### [Exercise details]
Please transcribe the entries below exactly and leave out every picture.

### [Records to process]
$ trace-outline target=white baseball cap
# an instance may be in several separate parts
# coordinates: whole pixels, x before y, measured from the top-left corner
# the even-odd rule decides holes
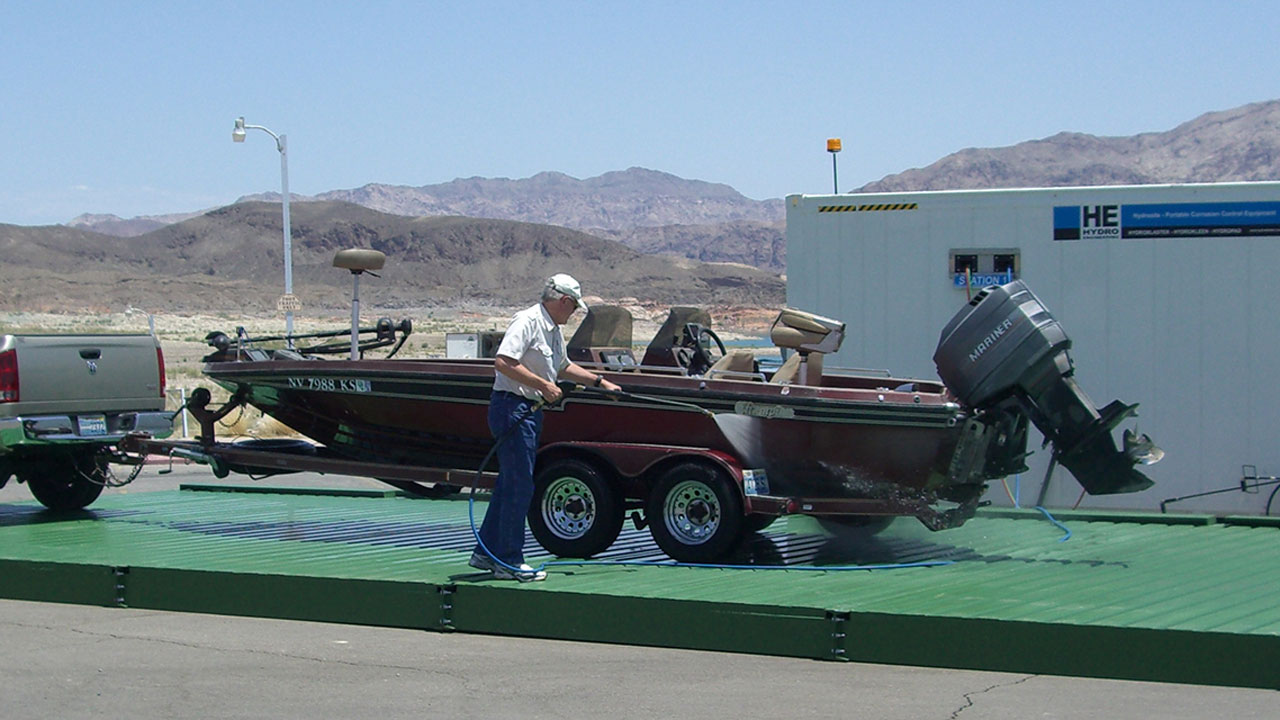
[[[572,275],[556,273],[547,278],[547,287],[561,295],[568,295],[573,298],[574,302],[578,303],[578,307],[582,308],[583,312],[587,311],[587,304],[582,302],[582,286],[578,284],[577,280],[573,279]]]

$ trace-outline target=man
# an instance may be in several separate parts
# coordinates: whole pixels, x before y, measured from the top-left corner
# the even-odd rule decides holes
[[[497,372],[489,400],[489,431],[501,440],[498,480],[480,525],[484,547],[476,546],[469,564],[491,571],[499,580],[530,582],[547,577],[524,564],[525,517],[533,498],[533,464],[542,432],[542,410],[534,408],[560,399],[563,393],[556,385],[558,379],[604,390],[621,389],[569,362],[560,326],[578,308],[587,309],[582,286],[564,273],[552,275],[543,285],[541,302],[516,313],[494,359]]]

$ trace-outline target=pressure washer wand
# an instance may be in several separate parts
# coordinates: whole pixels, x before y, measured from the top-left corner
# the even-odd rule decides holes
[[[632,392],[627,392],[626,390],[605,390],[604,388],[585,387],[582,385],[578,385],[574,389],[587,390],[596,393],[597,395],[611,397],[615,400],[640,400],[643,402],[658,403],[660,405],[674,405],[675,407],[682,407],[687,410],[696,410],[710,418],[714,418],[716,415],[701,405],[695,405],[690,402],[681,402],[680,400],[671,400],[669,398],[653,397],[652,395],[637,395]]]
[[[556,399],[555,402],[548,402],[546,398],[542,398],[538,400],[538,402],[534,403],[533,409],[541,410],[543,408],[555,407],[567,400],[570,393],[578,392],[579,390],[582,390],[584,386],[579,385],[572,380],[560,380],[556,383],[556,387],[560,388],[560,397]]]

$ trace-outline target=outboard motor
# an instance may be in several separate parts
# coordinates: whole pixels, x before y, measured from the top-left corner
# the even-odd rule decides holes
[[[1092,495],[1145,490],[1134,469],[1163,456],[1147,436],[1126,430],[1124,449],[1111,431],[1137,405],[1094,407],[1076,384],[1071,340],[1021,280],[979,292],[942,330],[933,361],[938,376],[976,409],[1016,403],[1054,445],[1062,463]]]

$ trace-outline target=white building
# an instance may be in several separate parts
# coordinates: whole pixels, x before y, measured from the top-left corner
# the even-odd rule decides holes
[[[1158,509],[1238,486],[1246,465],[1280,475],[1280,183],[787,198],[787,303],[848,323],[828,367],[937,377],[966,270],[975,292],[1024,279],[1071,338],[1094,403],[1140,403],[1138,429],[1167,453],[1144,469],[1154,488],[1081,507]],[[1033,431],[1023,505],[1048,463],[1039,444]],[[1275,487],[1169,509],[1261,513]],[[1059,468],[1045,503],[1079,494]],[[998,483],[987,498],[1009,504]]]

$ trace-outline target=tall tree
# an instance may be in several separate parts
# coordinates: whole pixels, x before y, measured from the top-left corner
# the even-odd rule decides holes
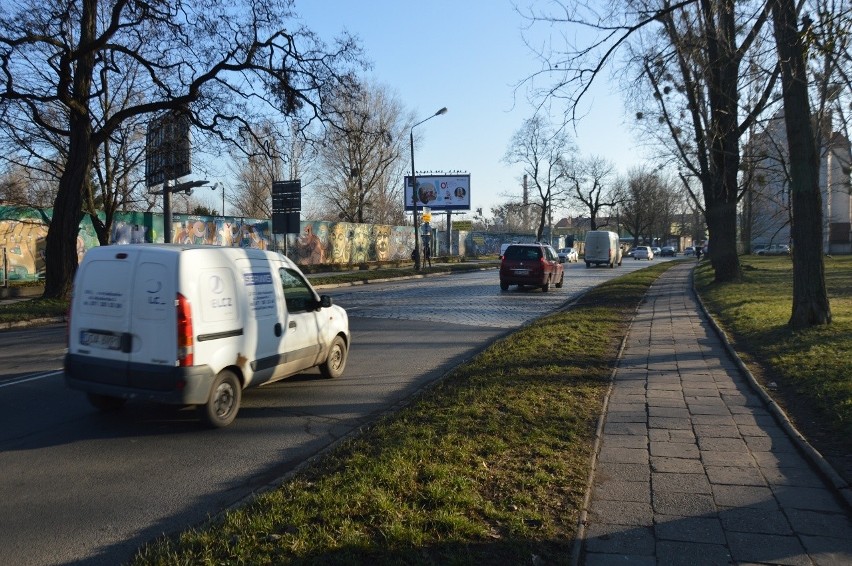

### [Solution below]
$ trace-outline target=white baseball cap
# an instance may be in several separate parts
# coordinates: whole pixels, x before y, measured from the top-left corner
# the even-odd rule decides holes
[[[572,275],[556,273],[547,278],[547,287],[561,295],[568,295],[573,298],[574,302],[578,303],[578,307],[582,308],[583,312],[587,311],[587,304],[582,302],[582,286],[578,284],[577,280],[573,279]]]

$ trace-outline target=man
# an instance may be in several separate parts
# coordinates: whole pixels, x before y, measured from the top-left corner
# the even-odd rule decides holes
[[[497,372],[489,400],[489,431],[501,440],[498,480],[480,525],[484,547],[476,546],[469,564],[491,571],[499,580],[530,582],[547,577],[524,564],[525,517],[533,498],[533,464],[542,432],[542,410],[534,408],[560,399],[563,393],[556,385],[558,379],[604,390],[621,389],[569,362],[560,326],[578,308],[587,309],[582,286],[564,273],[552,275],[543,285],[541,302],[516,313],[494,359]]]

$ trace-outline target=pressure washer wand
# an instance may be in several separate parts
# coordinates: whole pixels, x before y, measured from the top-left corner
# the even-odd rule decides holes
[[[632,392],[627,392],[626,390],[605,390],[604,388],[585,387],[582,385],[578,385],[574,389],[587,390],[596,393],[597,395],[611,397],[615,400],[640,400],[643,402],[658,403],[660,405],[674,405],[675,407],[682,407],[687,410],[696,410],[710,418],[714,418],[716,415],[701,405],[695,405],[690,402],[681,402],[680,400],[671,400],[669,398],[653,397],[652,395],[637,395]]]
[[[556,399],[555,402],[548,402],[546,398],[542,398],[538,400],[538,402],[534,403],[533,409],[541,410],[543,408],[555,407],[567,400],[570,393],[578,392],[579,390],[582,390],[584,386],[579,385],[572,380],[560,380],[556,383],[556,387],[560,388],[560,397]]]

$ trace-outline target=outboard motor
# an instance may be in several separate parts
# coordinates: whole pixels, x before y, measured from the top-left corner
# the even-odd rule decides holes
[[[1092,495],[1145,490],[1134,469],[1163,456],[1147,436],[1126,430],[1124,449],[1111,431],[1137,405],[1094,407],[1076,384],[1071,340],[1021,280],[979,292],[942,330],[933,361],[938,376],[976,409],[1016,403],[1054,445],[1062,463]]]

$ trace-outline target=white building
# an instance may be in several separate parts
# coordinates: whole pixels, x before y, measured from the top-left corner
# the even-odd rule decides holes
[[[1158,509],[1238,486],[1246,465],[1280,475],[1280,183],[787,198],[787,303],[848,323],[828,367],[937,377],[966,270],[975,292],[1024,279],[1071,338],[1094,403],[1140,403],[1138,429],[1167,453],[1144,469],[1154,488],[1081,507]],[[1033,431],[1023,505],[1048,463],[1039,444]],[[1275,487],[1169,509],[1261,513]],[[1059,468],[1045,503],[1079,494]],[[998,483],[987,498],[1009,504]]]

$ trace-outline target=tall tree
# an instance may be in several separate parts
# coordinates: whole pixels, x before y, measured from the top-left corner
# the even-odd rule decides holes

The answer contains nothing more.